Task:
Write what comes next in the article on the government's fixed asset register, picking up after its final sentence.

Page extract:
##############################
In 2010, Fin24 said government was run like 'spaza shop'.
The reason?
Government had no functional asset register at the time.
This meant it couldn't control its capital assets properly.
That's why Public Works Minister Thulas Nxesi says government's immovable assets register, which is expected to be "substantially" completed by March 2015, will be a real game changer, Fin24 now reports.
"With a sustainable register of state immovable assets in place, we will have at our disposal the tools to leverage this massive property portfolio for economic development," explains Nxesi.
Not sure what an asset register is?
Simply put, it includes your company's records of all the fixed assets it owns.
This doesn't just mean property, but also equipment, motor vehicles and machinery.
And it's not just a list of the assets either.
Here's what you need to include in your fixed asset register…
You'll also need to include information like the fixed asset number, a description of the asset, its cost price, the purchase date and balances per class of asset, explains Henk Heymans, Editor-In-Chief of the Practical Accountancy Loose Leaf.
With so much information to include, it's little wonder government estimates its fixed asset register will only be completed in the next two years.
If you don't have one in place yet for your company, best you snap to it immediately!
##############################
Supplied data:

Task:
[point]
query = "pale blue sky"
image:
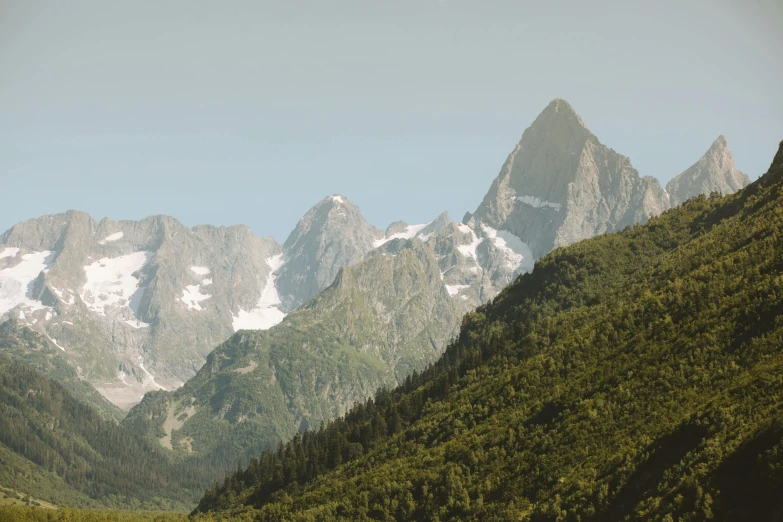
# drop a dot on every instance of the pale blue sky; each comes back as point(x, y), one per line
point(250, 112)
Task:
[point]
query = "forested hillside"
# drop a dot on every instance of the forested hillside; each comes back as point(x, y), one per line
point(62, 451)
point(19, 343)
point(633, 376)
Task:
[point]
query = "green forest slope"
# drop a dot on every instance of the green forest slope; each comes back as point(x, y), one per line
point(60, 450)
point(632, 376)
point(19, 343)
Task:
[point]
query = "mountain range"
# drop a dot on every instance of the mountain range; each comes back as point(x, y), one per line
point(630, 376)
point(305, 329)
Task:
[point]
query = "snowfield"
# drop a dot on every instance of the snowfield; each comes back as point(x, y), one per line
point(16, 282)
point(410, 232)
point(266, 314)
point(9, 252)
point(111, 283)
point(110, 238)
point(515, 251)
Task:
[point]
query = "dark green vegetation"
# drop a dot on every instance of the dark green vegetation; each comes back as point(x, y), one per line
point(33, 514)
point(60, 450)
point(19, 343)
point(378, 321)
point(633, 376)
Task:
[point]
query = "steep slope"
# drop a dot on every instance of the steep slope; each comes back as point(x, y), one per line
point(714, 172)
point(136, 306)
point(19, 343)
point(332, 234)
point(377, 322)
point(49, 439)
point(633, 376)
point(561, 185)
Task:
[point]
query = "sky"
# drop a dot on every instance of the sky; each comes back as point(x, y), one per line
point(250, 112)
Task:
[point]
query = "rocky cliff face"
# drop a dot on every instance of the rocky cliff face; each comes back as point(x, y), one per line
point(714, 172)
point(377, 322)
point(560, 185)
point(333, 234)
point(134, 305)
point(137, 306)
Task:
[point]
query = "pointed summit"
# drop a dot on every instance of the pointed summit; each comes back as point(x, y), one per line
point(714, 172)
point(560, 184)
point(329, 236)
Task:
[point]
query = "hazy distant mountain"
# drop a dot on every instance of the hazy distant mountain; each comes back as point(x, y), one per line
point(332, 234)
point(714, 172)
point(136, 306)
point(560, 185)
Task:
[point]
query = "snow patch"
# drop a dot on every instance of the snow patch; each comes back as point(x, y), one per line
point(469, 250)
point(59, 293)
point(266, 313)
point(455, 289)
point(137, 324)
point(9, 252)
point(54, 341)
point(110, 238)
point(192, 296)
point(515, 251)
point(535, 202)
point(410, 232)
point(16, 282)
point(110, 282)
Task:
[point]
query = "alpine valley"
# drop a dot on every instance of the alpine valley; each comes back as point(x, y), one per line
##############################
Output:
Two reasons to implement a fixed asset register in your company today!
A fixed asset register is one of the ten accounting records that proves you have sufficient accounting controls in your company if SARS officials show up at your door unannounced to check your accounting records.
You also need an asset register to perform assets and liabilities tests, to check whether you're paying your capital gains tax over correctly to SARS, says FSP Business.
Because if SARS finds you've been underpaying your capital gains tax, you'll face hefty penalties and interest, so it's a good idea to regularly check that all is in order with your asset register.
Just remember to update your asset register each time you buy or sell any assets in your business – this will remind you to pay over the CGT to SARS.
There you have it. A fixed asset register will simplify your dealings with SARS and make it easier to state how much your business assets are worth!